# SUPPLIED ENTRIES start

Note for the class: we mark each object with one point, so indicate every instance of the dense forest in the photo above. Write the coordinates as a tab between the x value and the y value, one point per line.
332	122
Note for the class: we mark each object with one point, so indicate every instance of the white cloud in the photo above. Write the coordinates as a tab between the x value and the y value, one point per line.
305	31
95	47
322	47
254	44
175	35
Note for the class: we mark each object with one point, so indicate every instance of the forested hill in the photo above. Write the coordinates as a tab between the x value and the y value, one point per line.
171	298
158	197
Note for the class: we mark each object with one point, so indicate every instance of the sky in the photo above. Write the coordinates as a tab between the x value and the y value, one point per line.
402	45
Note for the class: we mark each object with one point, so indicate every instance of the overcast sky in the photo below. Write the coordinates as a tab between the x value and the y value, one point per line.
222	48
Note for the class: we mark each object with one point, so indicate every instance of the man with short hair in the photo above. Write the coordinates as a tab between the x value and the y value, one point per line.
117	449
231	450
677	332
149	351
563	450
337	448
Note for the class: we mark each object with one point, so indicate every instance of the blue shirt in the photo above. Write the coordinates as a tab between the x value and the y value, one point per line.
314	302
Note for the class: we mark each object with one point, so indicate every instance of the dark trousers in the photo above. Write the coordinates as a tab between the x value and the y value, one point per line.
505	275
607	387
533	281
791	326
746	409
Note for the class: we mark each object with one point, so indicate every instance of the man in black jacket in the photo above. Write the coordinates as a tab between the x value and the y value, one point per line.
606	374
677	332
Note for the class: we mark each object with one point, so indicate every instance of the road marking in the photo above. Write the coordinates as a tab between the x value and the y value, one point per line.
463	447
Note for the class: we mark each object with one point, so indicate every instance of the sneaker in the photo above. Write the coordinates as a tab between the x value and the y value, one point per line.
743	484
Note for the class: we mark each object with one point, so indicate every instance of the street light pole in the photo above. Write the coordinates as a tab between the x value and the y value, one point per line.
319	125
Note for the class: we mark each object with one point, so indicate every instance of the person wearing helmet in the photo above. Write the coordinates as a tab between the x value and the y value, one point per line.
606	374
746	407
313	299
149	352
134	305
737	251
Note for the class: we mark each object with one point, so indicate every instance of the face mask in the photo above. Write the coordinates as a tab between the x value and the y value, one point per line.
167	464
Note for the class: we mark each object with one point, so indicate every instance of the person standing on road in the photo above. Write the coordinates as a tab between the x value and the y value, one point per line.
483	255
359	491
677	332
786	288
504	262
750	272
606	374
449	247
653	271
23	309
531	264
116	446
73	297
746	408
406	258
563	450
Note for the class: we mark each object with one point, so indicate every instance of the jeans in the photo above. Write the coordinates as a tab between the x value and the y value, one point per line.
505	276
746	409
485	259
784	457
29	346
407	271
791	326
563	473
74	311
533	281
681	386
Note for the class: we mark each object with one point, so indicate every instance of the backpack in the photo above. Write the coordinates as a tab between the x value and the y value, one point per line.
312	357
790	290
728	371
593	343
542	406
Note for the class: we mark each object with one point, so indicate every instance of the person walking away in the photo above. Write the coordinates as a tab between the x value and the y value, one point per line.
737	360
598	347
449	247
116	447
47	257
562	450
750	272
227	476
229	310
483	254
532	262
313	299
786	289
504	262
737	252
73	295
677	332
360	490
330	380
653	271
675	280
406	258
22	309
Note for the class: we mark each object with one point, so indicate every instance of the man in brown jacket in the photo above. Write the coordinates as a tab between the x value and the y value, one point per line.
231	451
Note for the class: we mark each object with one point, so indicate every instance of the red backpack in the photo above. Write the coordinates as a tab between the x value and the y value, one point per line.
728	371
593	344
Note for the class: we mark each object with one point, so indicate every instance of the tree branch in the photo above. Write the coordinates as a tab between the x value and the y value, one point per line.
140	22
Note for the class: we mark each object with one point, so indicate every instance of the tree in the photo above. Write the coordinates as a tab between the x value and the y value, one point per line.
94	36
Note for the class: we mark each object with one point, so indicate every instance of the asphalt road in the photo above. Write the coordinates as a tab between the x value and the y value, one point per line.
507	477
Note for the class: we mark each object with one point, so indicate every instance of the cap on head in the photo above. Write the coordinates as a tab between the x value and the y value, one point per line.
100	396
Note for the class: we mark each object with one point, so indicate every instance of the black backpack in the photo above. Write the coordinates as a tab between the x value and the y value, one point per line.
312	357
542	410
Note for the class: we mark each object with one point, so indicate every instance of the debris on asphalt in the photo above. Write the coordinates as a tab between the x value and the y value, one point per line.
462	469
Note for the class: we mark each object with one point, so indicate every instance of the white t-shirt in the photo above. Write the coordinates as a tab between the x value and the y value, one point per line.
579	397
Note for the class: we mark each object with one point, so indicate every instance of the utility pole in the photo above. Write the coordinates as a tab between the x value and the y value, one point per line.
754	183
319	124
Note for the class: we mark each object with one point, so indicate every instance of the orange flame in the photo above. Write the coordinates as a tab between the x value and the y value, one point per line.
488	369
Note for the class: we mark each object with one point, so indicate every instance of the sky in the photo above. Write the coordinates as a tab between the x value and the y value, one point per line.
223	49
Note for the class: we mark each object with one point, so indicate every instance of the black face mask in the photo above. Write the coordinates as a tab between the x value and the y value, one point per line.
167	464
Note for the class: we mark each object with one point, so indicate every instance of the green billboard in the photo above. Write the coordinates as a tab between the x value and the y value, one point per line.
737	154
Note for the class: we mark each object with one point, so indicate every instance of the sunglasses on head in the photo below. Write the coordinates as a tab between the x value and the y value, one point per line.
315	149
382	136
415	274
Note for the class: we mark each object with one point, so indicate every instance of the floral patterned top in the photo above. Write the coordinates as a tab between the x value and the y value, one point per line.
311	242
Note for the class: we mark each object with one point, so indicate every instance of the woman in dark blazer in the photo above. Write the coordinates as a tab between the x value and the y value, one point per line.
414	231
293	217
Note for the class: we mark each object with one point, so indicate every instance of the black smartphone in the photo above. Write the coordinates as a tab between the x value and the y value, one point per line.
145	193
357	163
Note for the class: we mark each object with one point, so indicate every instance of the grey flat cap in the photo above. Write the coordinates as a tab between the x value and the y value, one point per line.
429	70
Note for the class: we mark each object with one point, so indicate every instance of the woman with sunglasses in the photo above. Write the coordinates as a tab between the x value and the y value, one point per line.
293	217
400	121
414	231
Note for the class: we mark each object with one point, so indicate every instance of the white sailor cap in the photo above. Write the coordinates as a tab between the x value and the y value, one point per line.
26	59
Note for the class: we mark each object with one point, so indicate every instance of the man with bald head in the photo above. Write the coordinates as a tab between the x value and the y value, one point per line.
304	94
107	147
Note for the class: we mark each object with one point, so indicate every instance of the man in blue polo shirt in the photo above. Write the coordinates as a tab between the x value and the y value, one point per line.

# SUPPLIED ENTRIES end

Output all preceding records character for character.

(THE SOLUTION)
Note for the class: we mark each object with one point, so indicate every instance of the dense forest in the photo above. Write the coordinates as a tab between the x value and the y value, one point per line.
332	122
Note for the class: we mark each object with one point, so indicate every instance of the white cloud in the photo above. Write the coordinates as a tab between the x value and the y value, one point per line.
305	31
95	47
322	47
254	44
175	35
Note for the class: we mark each object with one point, so indicate every instance of the forested hill in the photo above. Write the coordinates as a tab between the x value and the y value, one point per line.
171	298
158	197
Note for the class: we mark each object with one point, so indicate every instance of the sky in the photo above. Write the coordinates as a tab between the x value and the y value, one point per line.
402	45
Note for the class: we mark each object with one point, so indicate every instance of the overcast sky in the photo below. Write the coordinates as a tab between the x value and the y value, one point per line.
222	48
Note for the class: we mark each object with one point, so indicate every instance of the man with short hair in the photo above. Write the coordinates as a tab between the x value and the y value, one point per line.
117	449
231	450
677	332
149	351
563	450
337	448
Note for the class: we mark each object with one point, so indicate every instance of the blue shirt in the photo above. Write the coordinates as a tab between the x value and the y value, one point per line.
314	302
Note for the class: we mark each object with one point, so indicate every instance of the dark trousers in the photo above. Write the coordinates as a tab between the x value and the y value, one point per line.
505	275
607	387
533	281
791	326
746	409
Note for the class: we mark each object with one point, so indicate every instance of the man in black jacket in the photo above. Write the coordinates as a tab between the x value and the y value, one point per line.
606	374
677	332
Note for the class: we mark each object with one point, so indicate every instance of the road marking in the photo above. Write the coordinates as a tab between the x value and the y value, one point per line.
463	447
Note for the class: we mark each object with one point, so indicate every instance of the sneaker in the photo above. Write the coordinates as a tab between the x value and the y value, one point per line.
743	484
Note for the class: we mark each object with one point, so indicate every instance of the street light pole in the photo above. Write the coordinates as a tab between the x value and the y value, one point per line.
319	125
Note for the class: we mark each object with one point, so indicate every instance of the person wearing helmet in the photo above. Write the coordinates as a tab between the x value and the y value, one point per line.
606	374
746	407
313	299
149	352
134	305
737	251
Note for the class: we mark each object with one point, so indicate every instance of the face mask in the photo above. Write the coordinates as a tab between the x value and the y value, one point per line.
167	464
Note for the class: we mark each object with one point, so indicate every instance of the person standing on road in the photo above. Write the coordinates as a tab between the x value and the y value, one point per line.
483	255
359	491
677	332
786	288
504	262
750	272
606	374
449	247
653	271
23	309
531	264
116	446
73	297
746	408
406	258
563	450
Note for the class: we mark each object with one point, so indicate every instance of the jeans in the photo above. Write the coordinates as a tab between the x value and the y value, one point per line.
505	276
746	409
485	259
784	457
29	346
407	271
791	326
563	473
74	311
533	281
681	386
Note for the class: we mark each object with one point, so indicate every instance of the backpack in the photo above. Write the coordinates as a tab between the x value and the y value, one point per line.
312	357
790	290
728	371
593	343
542	406
Note for the class: we mark each object with one point, so indicate every instance of the person walking away in the photo above. Write the coordinates as a tab between the x value and the y value, one point per line.
737	360
598	347
449	247
116	447
47	257
562	450
750	272
227	476
229	310
483	254
532	262
313	299
786	289
504	262
737	252
73	295
677	332
360	490
330	380
653	271
675	280
406	258
22	309
Note for the class: we mark each object with one point, so indicate every instance of the man in brown jacket in the photo above. Write the coordinates as a tab between the x value and the y value, one point per line.
231	451
Note for the class: we mark each object with one point, so indicate every instance of the red backpack in the photo above. Write the coordinates as a tab between the x value and the y value, one point per line.
728	371
593	344
Note for the class: we mark each object with one point, so indicate every instance of the tree branch in the photo above. Write the coordinates as a tab between the x value and the y value, one point per line.
140	22
Note for the class: we mark each object with one point, so indicate every instance of the tree in the photo above. Write the coordinates as a tab between the x value and the y value, one point per line.
94	36
Note for the class: we mark each object with one point, so indicate every instance of the asphalt road in the photo above. Write the coordinates as a tab between the x value and the y value, one point per line.
507	477
Note for the class: we mark each object with one point, so indicate every instance of the cap on head in the photo above. Write the coordinates as a tab between the x value and the y value, one point per line.
100	396
Note for the class: we mark each object with one point, so indicate every instance of the black backpack in the photo above. Write the coordinates as a tab between the x value and the y value, one point per line.
312	357
542	410
Note for the class: we mark each object with one point, so indicate every instance of the debris on asphalt in the photo above. Write the coordinates as a tab between the x value and the y value, one point per line.
462	469
Note for the class: we mark each object with one point, so indicate every instance of the white t-shirt in the photo above. Write the coordinates as a tab between the x value and the y value, one point per line.
579	397
Note for the class: we mark each object with one point, so indicate every instance of the utility pole in the photo above. Write the coordinates as a tab between the x value and the y value, one point per line.
754	183
319	124
Note for the class: we mark each object with one point, so indicate every instance of the orange flame in the photo above. Write the coordinates as a tab between the x value and the y value, one point per line.
488	369
Note for the class: we mark each object with one point, so indicate every instance of the sky in the photo above. Write the coordinates as a tab between the x value and the y value, one point per line.
223	49
Note for the class: we mark each object with one point, so indicate every instance of the black face mask in the photo above. Write the coordinates as a tab between the x value and the y value, one point per line.
167	464
Note for the class: we mark each object with one point, so indicate every instance of the green billboard in the photo above. Write the coordinates as a tab between the x value and the y value, one point per line.
737	154
Note for the class: we mark each object with one point, so indicate every instance of the sunglasses on head in the photo below. Write the coordinates as a tab between the x value and the y value, one point per line.
315	149
382	136
415	274
Note for the class: we mark each object with one point, so indicate every instance of the floral patterned top in the photo above. Write the coordinates as a tab between the x value and the y value, one point per line.
311	242
Note for the class: we mark each object with one point, so indicate every instance of the woman in dark blazer in the photo above. Write the coordinates as a tab between the x value and the y value, one point per line.
414	231
293	217
Note for the class: we mark each object with one point, so indicate every instance of the black smartphone in the photo above. Write the coordinates as a tab between the x value and the y value, one point per line.
145	193
357	163
Note for the class: we mark each object with one point, so indicate every instance of the grey flat cap in the photo above. Write the coordinates as a tab between the x value and the y value, one point per line.
429	70
Note for the class: we mark each object with one point, so indicate every instance of the woman with sunglasses in the photo above. Write the coordinates as a tab between the x value and the y value, one point per line.
293	217
400	121
414	231
Note for the class: we mark each object with one point, so indicate every instance of the white sailor cap in the photo above. Write the coordinates as a tab between the x value and the y value, one point per line.
26	59
Note for the class: we mark each object with one point, so indicate every instance of the man with bald head in the photo above. Write the coordinates as a tab between the x value and the y value, one point per line.
304	94
107	147
Note for the class: we mark each object with one point, so indicate every instance of the man in blue polo shirt in the photo above. Write the coordinates as a tab between the x value and the y value, one point per line.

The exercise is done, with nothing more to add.